SOURCE PASSAGE:
★ ★ ★ ★ ★ ★ ★

# The sims freeplay wont work



## unknow451 (May 10, 2012)

When i run it, it shows white screen for a while then force closes, can someone tell me why?


----------



## ener156 (May 5, 2013)

Okay so for the past hour ive known how to fix the sims freeplay but the effect left is annoying.
-----------------------------------------------------------------------------------------------------------------------------
FIX- All you need is -LCD DENSITY changer. (free in playstore) (not exact name)
Change the LCD DPi to 240.
REBOOT
And sims works. Its annoying because the screen is not fitted for that exact dpi. my lock screen doesnt show 100%
I dont see a back button.
And my UI is changed. (im ok with that, i just really need a home, and back button etc)
If anyone figures a way around this please tell me.


----------



## nevertells (Oct 29, 2011)

ener156 said:


> Okay so for the past hour ive known how to fix the sims freeplay but the effect left is annoying.
> -----------------------------------------------------------------------------------------------------------------------------
> FIX- All you need is -LCD DENSITY changer. (free in playstore) (not exact name)
> Change the LCD DPi to 240.
> ...


 You really need to contact the developer of the game, the native DPI of the touchpad is 160 so changing to 240 is going to cause all kinds of weird problems. Developer is the only one who is going to be able to help you with an answer to your problem.


----------

★ ★ ★ ★ ★ ★ ★

GIVEN INFORMATION:
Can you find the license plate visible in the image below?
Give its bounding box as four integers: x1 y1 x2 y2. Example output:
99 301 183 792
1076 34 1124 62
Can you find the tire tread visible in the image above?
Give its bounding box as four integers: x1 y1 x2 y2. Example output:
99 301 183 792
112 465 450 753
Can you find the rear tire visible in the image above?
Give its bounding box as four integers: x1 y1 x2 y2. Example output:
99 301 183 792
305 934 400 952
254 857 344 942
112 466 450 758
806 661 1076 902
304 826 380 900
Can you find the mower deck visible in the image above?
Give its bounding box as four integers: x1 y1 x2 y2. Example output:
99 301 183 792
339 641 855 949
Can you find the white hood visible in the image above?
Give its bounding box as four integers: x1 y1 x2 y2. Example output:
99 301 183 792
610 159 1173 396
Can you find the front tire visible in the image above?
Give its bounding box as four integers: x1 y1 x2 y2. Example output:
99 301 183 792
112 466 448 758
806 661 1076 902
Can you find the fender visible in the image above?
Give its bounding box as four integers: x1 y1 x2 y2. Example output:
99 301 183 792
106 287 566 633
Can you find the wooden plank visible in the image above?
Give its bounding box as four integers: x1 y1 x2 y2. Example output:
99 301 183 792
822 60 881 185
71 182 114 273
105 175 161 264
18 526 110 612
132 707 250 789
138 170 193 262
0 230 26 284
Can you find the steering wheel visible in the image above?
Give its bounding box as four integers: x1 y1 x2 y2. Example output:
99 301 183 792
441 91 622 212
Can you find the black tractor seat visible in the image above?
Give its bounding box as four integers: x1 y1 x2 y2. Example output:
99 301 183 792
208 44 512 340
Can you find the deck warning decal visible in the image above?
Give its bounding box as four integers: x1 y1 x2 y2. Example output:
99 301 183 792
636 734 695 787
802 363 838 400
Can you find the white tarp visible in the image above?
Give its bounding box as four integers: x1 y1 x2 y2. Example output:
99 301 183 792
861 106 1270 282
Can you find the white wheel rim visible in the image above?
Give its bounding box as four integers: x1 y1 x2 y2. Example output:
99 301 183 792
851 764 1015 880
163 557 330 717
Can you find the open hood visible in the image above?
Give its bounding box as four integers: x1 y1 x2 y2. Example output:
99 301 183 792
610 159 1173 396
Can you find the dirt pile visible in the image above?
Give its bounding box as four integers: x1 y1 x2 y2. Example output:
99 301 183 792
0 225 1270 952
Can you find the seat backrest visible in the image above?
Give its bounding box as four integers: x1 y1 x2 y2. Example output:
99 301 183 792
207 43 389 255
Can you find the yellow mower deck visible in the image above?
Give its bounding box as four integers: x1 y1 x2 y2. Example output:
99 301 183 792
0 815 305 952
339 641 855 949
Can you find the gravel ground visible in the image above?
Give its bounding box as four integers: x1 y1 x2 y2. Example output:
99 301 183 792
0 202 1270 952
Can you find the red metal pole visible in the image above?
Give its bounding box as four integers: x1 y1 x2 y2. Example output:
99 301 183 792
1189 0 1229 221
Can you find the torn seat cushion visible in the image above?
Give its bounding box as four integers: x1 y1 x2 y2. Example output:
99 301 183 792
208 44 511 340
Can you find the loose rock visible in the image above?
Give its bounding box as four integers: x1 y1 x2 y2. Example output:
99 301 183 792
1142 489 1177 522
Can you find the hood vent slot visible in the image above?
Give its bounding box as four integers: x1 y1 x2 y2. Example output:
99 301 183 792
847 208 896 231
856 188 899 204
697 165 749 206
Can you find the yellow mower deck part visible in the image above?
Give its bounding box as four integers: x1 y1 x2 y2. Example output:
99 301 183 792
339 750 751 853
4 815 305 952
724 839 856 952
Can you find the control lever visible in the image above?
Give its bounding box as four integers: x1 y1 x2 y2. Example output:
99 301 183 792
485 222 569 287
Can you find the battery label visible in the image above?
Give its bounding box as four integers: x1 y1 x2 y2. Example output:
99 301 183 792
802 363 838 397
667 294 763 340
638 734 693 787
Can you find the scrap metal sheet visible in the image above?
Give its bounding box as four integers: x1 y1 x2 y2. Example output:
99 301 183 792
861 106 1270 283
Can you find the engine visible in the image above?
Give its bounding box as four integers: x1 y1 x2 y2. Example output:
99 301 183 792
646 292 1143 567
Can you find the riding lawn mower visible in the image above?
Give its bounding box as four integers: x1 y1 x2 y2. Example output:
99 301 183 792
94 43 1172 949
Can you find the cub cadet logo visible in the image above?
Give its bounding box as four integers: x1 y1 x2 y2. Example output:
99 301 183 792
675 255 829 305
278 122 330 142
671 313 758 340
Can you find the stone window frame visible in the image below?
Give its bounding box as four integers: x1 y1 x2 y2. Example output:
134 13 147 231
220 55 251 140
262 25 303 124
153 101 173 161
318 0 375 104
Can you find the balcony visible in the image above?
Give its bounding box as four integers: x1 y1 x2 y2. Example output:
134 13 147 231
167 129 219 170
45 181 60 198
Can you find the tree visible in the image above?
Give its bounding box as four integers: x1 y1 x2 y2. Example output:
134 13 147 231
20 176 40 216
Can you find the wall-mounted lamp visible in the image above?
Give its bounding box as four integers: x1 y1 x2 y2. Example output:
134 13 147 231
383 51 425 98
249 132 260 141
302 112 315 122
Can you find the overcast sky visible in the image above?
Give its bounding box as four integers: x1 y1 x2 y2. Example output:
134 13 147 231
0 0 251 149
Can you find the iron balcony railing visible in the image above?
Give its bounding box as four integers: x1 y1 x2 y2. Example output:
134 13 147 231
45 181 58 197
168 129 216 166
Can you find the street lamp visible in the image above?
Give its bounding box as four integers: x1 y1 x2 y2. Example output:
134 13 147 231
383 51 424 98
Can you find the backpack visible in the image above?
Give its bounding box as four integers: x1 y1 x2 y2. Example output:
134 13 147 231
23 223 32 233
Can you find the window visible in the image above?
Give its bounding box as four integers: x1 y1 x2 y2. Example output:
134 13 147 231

★ ★ ★ ★ ★ ★ ★

WHAT TO WORK ON:
(1) In the Sims FreePlay thread, why does nevertells warn against changing the LCD density to 240? Answer in one to three sentences.
(2) Convert the rows starting at the line that contains "Can you find the loose" and ending at the line that contains "1142 489 1177 522" into a numbered list, with both end lines included and any blank lines left out.
The forum thread and the rows are unrelated material.

ANSWERS BELOW:
(1) The native DPI of the touchpad is 160, so changing it to 240 will cause all kinds of weird problems. For that reason, nevertells says to contact the game's developer, who is the only one able to answer the problem.

(2)
1. Can you find the loose rock visible in the image above?
2. Give its bounding box as four integers: x1 y1 x2 y2. Example output:
3. 99 301 183 792
4. 1142 489 1177 522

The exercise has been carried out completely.